## [Given exercise]
Lay out every line of the listing below as a Markdown table with the columns No. and Line, skipping blank lines. Leave the pictures out of your table.

(Data records)
☆ ☆ ☆

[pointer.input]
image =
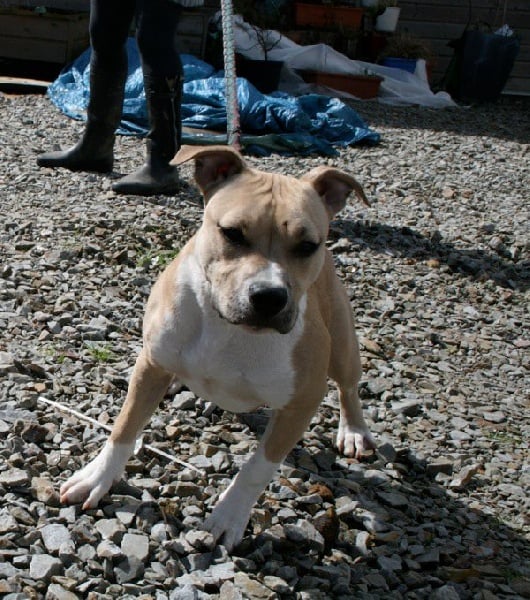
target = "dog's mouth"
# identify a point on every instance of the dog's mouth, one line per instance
(267, 308)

☆ ☆ ☆

## [Response]
| No. | Line |
|---|---|
| 1 | [pointer.input] |
| 2 | image = |
| 3 | target = "dog's mouth" |
| 4 | # identify a point on every instance of the dog's mouth, one line per instance |
| 5 | (267, 308) |